PROBLEM TO WORK ON — Copy out the stretch of the records below from the line containing "Where can you see the green leaf?" through the line containing "<point>718,362</point>", both included, with every character unchanged. Give only those lines.

Coordinate labeling data
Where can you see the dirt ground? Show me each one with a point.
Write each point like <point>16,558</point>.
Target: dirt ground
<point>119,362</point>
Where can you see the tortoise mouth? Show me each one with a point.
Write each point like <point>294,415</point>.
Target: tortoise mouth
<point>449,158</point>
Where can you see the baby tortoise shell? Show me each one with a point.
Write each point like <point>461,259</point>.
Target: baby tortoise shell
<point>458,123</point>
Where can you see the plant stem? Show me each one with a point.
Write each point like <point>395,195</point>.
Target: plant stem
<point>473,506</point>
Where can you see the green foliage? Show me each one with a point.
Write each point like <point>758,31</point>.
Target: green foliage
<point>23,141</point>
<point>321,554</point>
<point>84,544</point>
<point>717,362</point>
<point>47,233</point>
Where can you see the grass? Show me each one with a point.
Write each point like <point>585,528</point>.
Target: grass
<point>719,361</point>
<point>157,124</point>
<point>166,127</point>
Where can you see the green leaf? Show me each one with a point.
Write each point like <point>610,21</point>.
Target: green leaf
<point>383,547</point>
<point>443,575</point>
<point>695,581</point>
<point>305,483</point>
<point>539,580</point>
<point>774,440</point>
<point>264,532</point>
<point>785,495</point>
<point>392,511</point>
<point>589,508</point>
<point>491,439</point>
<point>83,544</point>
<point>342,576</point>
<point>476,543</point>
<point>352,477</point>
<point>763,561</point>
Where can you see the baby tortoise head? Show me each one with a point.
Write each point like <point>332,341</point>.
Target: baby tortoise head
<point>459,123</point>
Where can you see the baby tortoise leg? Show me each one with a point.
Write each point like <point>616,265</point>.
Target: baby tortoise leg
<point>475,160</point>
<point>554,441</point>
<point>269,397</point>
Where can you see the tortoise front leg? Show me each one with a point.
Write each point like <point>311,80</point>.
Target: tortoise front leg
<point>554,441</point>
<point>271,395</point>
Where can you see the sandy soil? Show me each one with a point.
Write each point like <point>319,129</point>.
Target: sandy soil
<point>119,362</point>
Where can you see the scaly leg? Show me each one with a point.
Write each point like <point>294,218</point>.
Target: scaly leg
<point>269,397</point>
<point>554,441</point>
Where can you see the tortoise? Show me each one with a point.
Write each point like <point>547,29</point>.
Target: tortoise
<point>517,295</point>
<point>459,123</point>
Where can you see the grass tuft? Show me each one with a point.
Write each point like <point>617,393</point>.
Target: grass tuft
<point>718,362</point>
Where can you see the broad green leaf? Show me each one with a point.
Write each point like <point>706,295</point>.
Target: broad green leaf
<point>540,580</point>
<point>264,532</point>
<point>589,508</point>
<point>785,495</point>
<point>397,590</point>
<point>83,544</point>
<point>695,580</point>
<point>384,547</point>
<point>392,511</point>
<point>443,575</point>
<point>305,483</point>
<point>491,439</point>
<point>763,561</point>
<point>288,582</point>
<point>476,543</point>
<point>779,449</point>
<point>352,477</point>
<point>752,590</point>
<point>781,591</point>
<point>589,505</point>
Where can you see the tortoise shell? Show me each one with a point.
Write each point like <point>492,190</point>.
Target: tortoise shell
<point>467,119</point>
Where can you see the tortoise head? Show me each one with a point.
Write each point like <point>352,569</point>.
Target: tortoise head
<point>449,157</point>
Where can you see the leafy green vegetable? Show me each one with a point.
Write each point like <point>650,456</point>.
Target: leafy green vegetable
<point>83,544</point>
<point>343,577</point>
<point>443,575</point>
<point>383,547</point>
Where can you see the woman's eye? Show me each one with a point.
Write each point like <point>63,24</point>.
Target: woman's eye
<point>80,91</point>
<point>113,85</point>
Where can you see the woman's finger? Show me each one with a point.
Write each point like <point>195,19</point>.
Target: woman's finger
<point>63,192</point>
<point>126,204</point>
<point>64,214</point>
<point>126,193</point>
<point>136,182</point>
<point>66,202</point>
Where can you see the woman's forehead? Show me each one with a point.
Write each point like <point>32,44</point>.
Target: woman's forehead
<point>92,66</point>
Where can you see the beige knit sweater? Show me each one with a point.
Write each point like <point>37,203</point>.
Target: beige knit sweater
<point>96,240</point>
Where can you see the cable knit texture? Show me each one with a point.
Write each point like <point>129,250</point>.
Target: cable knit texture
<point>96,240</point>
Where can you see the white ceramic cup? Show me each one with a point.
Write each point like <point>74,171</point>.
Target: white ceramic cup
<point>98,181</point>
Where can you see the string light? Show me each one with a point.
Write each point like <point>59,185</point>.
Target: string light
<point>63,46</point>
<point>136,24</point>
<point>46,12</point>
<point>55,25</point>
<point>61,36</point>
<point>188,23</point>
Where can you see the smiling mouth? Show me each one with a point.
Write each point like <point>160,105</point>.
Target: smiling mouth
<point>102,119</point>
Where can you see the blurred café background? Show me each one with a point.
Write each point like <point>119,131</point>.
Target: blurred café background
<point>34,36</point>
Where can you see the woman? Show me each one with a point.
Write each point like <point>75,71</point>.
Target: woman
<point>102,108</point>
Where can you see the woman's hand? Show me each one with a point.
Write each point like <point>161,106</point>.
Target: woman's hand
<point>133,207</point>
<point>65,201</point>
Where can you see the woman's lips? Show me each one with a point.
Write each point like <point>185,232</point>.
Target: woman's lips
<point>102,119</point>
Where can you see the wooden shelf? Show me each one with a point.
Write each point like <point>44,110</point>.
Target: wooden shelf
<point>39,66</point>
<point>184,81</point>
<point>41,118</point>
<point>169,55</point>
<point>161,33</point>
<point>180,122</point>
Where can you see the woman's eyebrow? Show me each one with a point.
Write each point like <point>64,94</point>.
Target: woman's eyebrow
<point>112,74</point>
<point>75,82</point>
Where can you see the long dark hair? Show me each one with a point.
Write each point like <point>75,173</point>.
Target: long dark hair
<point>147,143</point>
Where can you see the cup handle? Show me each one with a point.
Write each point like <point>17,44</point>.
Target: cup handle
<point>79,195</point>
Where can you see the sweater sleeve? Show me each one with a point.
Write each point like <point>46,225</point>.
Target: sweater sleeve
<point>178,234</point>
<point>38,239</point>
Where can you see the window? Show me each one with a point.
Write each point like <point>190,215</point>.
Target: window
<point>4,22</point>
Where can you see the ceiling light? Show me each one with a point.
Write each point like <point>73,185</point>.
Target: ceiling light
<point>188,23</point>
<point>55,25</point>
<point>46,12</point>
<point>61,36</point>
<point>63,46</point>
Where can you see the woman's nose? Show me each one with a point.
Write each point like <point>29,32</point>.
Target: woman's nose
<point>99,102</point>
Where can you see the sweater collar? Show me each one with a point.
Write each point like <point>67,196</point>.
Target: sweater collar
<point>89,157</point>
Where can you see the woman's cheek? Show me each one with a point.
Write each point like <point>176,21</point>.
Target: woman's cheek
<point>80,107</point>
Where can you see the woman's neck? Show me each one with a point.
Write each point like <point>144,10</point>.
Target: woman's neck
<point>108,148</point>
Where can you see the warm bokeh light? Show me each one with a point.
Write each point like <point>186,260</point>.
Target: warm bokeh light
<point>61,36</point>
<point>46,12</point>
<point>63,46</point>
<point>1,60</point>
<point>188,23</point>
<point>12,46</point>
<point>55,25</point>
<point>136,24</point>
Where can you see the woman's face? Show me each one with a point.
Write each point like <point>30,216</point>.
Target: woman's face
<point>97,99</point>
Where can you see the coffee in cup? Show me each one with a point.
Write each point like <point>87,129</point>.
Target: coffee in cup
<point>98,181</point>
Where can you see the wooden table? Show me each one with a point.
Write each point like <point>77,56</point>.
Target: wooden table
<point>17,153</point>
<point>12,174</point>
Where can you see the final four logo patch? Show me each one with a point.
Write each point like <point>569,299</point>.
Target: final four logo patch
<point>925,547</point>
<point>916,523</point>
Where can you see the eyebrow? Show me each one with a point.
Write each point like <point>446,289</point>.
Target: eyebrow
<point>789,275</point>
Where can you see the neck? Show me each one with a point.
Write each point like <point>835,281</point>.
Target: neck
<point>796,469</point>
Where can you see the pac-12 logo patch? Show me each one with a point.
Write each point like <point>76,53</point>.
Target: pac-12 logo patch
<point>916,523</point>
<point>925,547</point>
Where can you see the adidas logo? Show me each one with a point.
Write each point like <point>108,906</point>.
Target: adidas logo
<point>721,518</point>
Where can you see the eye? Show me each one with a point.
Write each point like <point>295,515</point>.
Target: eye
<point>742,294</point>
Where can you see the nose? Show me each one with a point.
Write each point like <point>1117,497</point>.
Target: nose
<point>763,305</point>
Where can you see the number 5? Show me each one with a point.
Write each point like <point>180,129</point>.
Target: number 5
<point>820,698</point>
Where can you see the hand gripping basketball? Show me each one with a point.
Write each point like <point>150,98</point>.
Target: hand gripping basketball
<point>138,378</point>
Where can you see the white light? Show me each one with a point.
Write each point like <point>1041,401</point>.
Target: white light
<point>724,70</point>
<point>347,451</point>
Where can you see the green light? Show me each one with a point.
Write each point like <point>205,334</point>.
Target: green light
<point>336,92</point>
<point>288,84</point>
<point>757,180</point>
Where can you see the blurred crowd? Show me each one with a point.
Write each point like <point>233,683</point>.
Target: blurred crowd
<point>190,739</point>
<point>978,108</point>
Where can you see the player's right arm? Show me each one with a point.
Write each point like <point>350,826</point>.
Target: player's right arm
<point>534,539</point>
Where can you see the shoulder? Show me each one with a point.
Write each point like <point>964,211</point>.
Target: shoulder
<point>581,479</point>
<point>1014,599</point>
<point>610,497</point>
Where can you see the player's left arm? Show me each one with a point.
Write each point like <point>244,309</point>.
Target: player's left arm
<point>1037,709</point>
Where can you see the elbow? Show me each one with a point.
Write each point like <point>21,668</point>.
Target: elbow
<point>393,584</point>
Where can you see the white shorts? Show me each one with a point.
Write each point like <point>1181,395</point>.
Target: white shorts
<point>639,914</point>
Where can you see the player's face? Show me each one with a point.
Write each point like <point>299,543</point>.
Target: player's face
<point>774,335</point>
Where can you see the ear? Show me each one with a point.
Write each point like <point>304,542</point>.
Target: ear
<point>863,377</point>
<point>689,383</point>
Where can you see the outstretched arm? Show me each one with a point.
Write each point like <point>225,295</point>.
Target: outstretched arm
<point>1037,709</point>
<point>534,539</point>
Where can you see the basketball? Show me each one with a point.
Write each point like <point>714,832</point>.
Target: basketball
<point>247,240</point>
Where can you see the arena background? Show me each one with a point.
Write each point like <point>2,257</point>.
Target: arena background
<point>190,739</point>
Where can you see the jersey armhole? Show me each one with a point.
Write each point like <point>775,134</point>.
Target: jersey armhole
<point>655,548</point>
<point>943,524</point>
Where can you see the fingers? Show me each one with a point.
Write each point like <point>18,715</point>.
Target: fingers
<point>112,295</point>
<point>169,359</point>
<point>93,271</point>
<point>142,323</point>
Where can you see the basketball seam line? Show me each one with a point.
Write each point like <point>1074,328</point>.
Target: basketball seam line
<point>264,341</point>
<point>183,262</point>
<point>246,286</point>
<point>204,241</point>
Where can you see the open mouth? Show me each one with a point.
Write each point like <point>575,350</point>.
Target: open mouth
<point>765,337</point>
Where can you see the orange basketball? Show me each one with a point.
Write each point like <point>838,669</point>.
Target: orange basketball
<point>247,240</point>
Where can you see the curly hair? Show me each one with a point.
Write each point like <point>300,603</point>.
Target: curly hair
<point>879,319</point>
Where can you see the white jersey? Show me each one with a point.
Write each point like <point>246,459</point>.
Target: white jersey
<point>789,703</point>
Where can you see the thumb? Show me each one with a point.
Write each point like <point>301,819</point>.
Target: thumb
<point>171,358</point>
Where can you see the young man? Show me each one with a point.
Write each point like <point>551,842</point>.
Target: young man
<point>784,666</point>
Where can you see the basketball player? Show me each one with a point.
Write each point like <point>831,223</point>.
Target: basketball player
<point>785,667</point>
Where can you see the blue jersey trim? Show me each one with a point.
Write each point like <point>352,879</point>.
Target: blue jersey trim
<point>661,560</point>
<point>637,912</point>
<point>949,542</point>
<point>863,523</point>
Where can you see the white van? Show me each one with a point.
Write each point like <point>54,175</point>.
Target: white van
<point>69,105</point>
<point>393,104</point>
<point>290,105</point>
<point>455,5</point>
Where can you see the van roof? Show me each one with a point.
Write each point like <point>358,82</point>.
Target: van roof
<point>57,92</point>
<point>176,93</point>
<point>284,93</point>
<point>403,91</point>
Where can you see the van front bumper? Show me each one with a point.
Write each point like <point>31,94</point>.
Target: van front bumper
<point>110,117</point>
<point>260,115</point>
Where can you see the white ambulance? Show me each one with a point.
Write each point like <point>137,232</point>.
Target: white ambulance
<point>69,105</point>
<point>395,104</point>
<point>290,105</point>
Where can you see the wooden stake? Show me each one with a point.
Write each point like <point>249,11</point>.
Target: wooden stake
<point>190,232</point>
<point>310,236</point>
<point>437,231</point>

EXPECTED OUTPUT —
Where can you see the green leaf? Show me each one with a point.
Write each point like <point>610,21</point>.
Target: green leaf
<point>383,547</point>
<point>443,575</point>
<point>695,581</point>
<point>305,483</point>
<point>539,580</point>
<point>774,440</point>
<point>264,532</point>
<point>785,495</point>
<point>392,511</point>
<point>589,508</point>
<point>491,439</point>
<point>83,544</point>
<point>342,576</point>
<point>476,543</point>
<point>352,477</point>
<point>763,561</point>
Where can you see the baby tortoise head? Show me each one with a point.
Write each point like <point>332,341</point>.
Target: baby tortoise head
<point>459,123</point>
Where can you see the baby tortoise leg? Show me each one with a point.
Write each point like <point>616,265</point>.
Target: baby tortoise leg
<point>475,160</point>
<point>554,441</point>
<point>269,397</point>
Where can you see the tortoise front leg? Show me each one with a point.
Write each point like <point>311,80</point>.
Target: tortoise front leg
<point>554,441</point>
<point>271,395</point>
Where can you see the sandy soil? Show me each one with a point.
Write each point like <point>319,129</point>.
Target: sandy soil
<point>119,362</point>
Where can you see the scaly leg? Show me each one with a point.
Write each point like <point>294,218</point>.
Target: scaly leg
<point>269,397</point>
<point>554,441</point>
Where can you see the tortoise? Show me each one with a point.
Write each point like <point>547,29</point>.
Target: tortoise
<point>517,295</point>
<point>459,123</point>
Where can you see the grass tuft? Show me each one with a point.
Write each point like <point>617,393</point>.
Target: grass tuft
<point>718,362</point>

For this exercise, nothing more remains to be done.